История Византийской империи. Том 1, стр. 17

Глава III

Образование христианской империи. Церковная политика Константина. Православие и арианство

Христианская империя, заступившая место языческой, является самым существенным выражением средневекового византинизма. Процесс постепенного сочетания этих двух первоначально враждебных элементов – языческой и христианской империй – составляет один из поучительнейших эпизодов всемирной истории и поэтому заслуживает особенного внимания. Нечего и говорить, что нам предстоит тщательно выбрать из относящегося к нашей теме обширного материала наиболее выразительные факты, которые могут характеризовать христианство и империю как в период борьбы, так и в эпоху взаимного соглашения и объединения. Сначала империя более или менее игнорировала вновь возникшее верование, частью смешивая его с иудейством, затем, когда христианство стало обнаруживать значительное влияние в широких кругах общества, светская власть делала ряд попыток ограничить это влияние и принудить исповедников христианской веры к принятию язычества; наконец, император Константин и его ближайшие преемники пришли к сознанию необходимости поставить христианство под защиту империи.

◆ Задача ◆
Перепишите исходный текст целиком, ничего в нем не меняя.

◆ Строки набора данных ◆
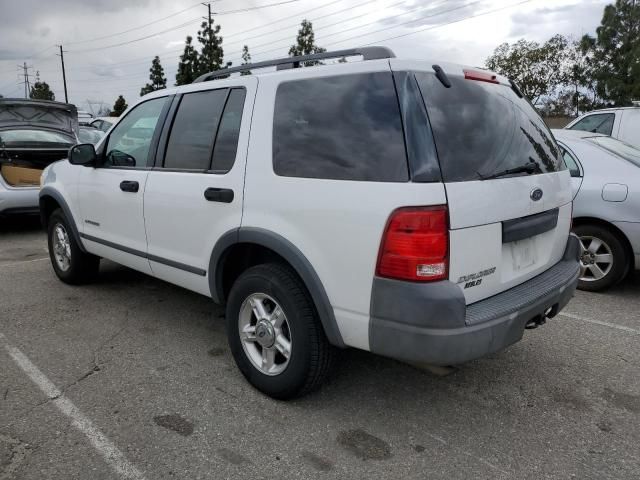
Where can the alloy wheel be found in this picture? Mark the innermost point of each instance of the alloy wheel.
(61, 247)
(596, 259)
(265, 334)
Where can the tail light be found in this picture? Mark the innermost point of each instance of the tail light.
(415, 245)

◆ Письменный ответ ◆
История Византийской империи. Том 1, стр. 17

Глава III

Образование христианской империи. Церковная политика Константина. Православие и арианство

Христианская империя, заступившая место языческой, является самым существенным выражением средневекового византинизма. Процесс постепенного сочетания этих двух первоначально враждебных элементов – языческой и христианской империй – составляет один из поучительнейших эпизодов всемирной истории и поэтому заслуживает особенного внимания. Нечего и говорить, что нам предстоит тщательно выбрать из относящегося к нашей теме обширного материала наиболее выразительные факты, которые могут характеризовать христианство и империю как в период борьбы, так и в эпоху взаимного соглашения и объединения. Сначала империя более или менее игнорировала вновь возникшее верование, частью смешивая его с иудейством, затем, когда христианство стало обнаруживать значительное влияние в широких кругах общества, светская власть делала ряд попыток ограничить это влияние и принудить исповедников христианской веры к принятию язычества; наконец, император Константин и его ближайшие преемники пришли к сознанию необходимости поставить христианство под защиту империи.